> _SUPPLIED DATA_:
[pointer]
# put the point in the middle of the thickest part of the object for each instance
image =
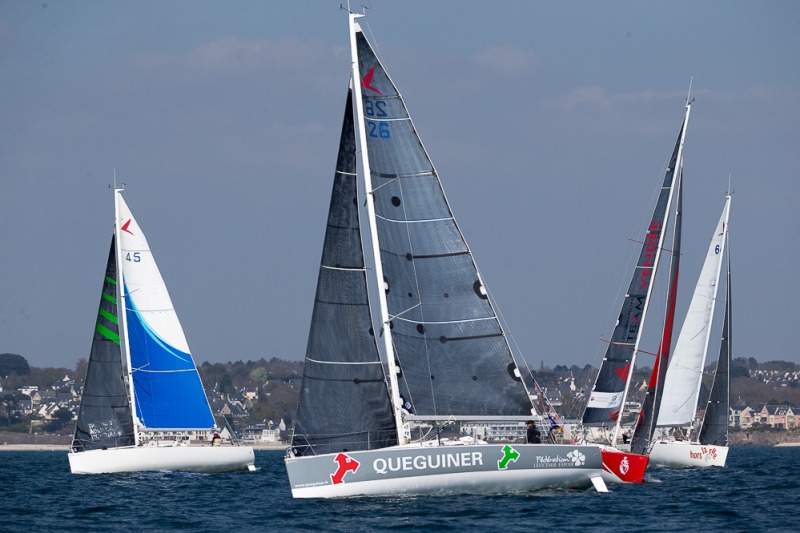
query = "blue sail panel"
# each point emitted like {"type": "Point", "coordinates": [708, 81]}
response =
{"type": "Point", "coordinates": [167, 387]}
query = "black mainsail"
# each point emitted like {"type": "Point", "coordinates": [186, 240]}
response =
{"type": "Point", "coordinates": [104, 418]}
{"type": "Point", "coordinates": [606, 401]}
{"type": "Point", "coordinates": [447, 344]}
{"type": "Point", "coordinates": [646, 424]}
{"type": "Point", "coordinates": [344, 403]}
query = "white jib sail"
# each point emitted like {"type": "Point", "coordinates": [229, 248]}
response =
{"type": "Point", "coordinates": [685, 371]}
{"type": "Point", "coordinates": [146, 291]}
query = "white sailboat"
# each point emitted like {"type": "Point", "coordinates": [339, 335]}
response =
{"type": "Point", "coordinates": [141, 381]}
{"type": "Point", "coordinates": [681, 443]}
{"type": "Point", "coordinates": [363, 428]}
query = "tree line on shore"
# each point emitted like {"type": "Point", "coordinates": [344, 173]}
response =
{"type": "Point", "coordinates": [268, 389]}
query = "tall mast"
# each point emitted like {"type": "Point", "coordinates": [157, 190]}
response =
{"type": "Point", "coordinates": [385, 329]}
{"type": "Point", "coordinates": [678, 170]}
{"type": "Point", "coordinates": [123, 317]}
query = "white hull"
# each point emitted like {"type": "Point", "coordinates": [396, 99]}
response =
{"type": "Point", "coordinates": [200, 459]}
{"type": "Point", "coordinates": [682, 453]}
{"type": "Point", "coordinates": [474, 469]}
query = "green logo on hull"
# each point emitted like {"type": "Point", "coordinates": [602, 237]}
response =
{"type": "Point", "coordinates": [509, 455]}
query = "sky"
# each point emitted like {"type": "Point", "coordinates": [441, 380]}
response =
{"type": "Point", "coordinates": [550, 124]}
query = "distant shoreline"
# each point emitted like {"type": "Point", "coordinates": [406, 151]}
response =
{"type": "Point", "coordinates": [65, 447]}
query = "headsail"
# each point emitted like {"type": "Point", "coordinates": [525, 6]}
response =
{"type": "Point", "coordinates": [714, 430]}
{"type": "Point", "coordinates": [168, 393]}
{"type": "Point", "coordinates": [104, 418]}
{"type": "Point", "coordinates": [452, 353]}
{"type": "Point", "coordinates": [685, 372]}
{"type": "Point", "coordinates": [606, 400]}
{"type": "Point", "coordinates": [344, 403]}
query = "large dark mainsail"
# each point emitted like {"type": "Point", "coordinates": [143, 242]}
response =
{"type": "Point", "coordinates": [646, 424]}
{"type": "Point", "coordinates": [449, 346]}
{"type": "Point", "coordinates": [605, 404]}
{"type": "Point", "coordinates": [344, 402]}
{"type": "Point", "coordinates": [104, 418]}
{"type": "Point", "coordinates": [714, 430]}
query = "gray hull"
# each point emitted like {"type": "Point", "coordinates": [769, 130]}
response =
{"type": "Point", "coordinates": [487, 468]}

==

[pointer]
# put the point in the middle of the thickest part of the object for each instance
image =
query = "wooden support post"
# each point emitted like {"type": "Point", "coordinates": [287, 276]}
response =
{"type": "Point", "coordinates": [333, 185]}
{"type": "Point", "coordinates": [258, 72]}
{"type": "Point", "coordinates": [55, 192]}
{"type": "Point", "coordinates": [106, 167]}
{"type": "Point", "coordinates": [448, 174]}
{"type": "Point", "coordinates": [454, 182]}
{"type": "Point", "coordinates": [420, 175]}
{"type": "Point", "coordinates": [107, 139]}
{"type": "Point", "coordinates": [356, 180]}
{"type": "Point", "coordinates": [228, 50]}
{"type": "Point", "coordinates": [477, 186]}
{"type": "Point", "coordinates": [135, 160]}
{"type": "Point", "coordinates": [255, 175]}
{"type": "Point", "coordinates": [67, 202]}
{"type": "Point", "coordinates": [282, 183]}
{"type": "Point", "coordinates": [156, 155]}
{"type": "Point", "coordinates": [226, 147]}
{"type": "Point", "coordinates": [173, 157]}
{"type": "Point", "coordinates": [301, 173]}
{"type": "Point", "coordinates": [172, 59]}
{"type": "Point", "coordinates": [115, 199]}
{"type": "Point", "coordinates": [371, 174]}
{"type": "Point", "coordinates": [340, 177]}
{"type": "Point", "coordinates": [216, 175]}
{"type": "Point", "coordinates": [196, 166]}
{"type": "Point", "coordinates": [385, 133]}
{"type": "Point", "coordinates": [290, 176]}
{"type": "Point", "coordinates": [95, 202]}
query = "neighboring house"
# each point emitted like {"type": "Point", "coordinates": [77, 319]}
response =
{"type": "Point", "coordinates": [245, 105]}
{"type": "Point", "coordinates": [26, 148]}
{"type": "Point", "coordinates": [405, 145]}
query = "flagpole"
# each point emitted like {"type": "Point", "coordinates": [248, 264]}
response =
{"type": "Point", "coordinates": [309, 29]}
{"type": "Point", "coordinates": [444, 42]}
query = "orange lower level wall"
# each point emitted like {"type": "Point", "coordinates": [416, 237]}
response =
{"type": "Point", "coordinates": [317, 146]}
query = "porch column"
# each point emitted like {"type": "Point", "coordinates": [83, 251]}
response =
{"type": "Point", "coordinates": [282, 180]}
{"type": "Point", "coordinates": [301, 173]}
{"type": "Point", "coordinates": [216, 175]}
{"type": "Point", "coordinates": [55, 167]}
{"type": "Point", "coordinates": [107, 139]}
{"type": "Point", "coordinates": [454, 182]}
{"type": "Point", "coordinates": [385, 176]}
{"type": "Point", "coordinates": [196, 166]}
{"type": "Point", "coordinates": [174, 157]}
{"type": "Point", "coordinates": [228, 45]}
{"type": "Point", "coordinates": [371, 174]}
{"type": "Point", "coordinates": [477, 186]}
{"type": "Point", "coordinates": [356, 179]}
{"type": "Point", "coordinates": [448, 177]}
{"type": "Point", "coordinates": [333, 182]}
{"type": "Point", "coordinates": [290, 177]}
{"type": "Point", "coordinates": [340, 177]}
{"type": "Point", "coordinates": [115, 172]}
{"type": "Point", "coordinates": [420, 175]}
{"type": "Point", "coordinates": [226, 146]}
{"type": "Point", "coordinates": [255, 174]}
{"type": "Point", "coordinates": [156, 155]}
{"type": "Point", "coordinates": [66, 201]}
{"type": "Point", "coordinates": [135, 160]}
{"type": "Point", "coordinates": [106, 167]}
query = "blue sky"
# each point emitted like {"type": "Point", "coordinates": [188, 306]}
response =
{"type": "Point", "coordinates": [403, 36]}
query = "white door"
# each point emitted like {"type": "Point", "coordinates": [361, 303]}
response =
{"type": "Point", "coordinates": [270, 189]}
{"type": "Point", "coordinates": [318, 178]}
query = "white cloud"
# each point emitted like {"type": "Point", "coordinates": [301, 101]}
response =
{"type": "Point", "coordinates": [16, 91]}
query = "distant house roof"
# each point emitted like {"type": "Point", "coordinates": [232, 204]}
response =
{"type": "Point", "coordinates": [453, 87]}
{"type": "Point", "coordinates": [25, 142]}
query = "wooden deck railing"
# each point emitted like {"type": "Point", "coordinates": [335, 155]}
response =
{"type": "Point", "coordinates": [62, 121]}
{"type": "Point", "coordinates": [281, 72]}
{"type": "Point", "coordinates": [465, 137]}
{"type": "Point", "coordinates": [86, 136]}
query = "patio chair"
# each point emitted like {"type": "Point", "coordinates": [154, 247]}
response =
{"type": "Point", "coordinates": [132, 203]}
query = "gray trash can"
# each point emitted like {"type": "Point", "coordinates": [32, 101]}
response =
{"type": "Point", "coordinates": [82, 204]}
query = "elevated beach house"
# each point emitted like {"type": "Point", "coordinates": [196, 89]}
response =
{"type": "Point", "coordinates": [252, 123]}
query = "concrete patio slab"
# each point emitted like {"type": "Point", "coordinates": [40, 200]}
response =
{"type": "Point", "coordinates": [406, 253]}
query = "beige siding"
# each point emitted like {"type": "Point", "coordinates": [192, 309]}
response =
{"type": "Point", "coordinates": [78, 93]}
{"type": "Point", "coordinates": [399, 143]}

> _PROBLEM DESCRIPTION_: Pick out every line of the items above that contains the word "wooden", and list those lines.

> _REPLY TO THE TASK_:
query = "wooden support post"
query = "wooden deck railing"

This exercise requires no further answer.